# What is asked
Offset every point coordinate by 43 in the part of the data that opens with the line containing "I would be grateful if you could spot the guitar side" and runs through the end of the data. Rewrite each line of that part, with everything else left as it is.

# Data extract
* * * * *

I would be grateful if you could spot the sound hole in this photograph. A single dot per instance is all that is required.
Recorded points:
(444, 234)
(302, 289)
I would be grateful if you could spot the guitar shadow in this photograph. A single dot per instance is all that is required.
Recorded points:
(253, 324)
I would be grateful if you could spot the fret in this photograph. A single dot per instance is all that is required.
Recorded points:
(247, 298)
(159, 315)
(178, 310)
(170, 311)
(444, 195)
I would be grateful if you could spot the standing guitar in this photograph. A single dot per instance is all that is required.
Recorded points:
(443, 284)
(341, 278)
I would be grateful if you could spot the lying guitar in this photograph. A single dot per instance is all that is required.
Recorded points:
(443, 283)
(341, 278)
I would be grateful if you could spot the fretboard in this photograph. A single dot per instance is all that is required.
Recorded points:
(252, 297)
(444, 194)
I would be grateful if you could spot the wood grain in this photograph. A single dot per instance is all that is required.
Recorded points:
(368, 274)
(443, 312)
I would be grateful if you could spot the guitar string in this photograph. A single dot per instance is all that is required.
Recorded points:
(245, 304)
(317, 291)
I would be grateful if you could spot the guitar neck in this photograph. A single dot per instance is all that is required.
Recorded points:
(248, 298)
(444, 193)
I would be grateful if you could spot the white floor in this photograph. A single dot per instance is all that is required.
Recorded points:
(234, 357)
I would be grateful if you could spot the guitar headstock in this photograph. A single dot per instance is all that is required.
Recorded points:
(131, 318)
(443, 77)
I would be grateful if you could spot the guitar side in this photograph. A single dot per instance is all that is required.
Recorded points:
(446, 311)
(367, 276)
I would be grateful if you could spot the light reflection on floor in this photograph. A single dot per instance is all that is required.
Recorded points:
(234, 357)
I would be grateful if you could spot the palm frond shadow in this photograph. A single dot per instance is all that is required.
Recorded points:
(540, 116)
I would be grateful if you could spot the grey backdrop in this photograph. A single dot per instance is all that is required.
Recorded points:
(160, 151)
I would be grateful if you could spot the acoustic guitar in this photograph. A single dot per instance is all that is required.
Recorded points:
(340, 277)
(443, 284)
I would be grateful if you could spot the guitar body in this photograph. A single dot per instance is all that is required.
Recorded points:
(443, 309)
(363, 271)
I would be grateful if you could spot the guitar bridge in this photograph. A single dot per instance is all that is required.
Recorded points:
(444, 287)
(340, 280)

* * * * *

# Written response
I would be grateful if you could spot the guitar side in this photograph. A single dot per instance is all that is required.
Recorded points:
(489, 354)
(410, 319)
I would be grateful if you could spot the light reflection on floor in this photograph. A single dot per instance is all that is required.
Recorded points:
(277, 400)
I would be grateful if you could spot the palm frond shadow in this photograph. A single dot per instance is all that is required.
Recorded points:
(583, 159)
I would be grateful if you could spot the grey backdrop in this photograph. A single dot per instance is all that is required.
Recorded points:
(203, 194)
I would be grateful if you could spot the acoustic guitar in this photograph. A single dot per instance is all that is required.
Recorded points:
(383, 320)
(486, 327)
I would be grateful if you could spot the guitar body in this photograph. A single dot per instance is all that is required.
Recorded points:
(486, 352)
(406, 314)
I would be grateful if you could spot the guitar bridge in this photograph. A single dot per instance is all that is required.
Recorded points:
(487, 330)
(383, 323)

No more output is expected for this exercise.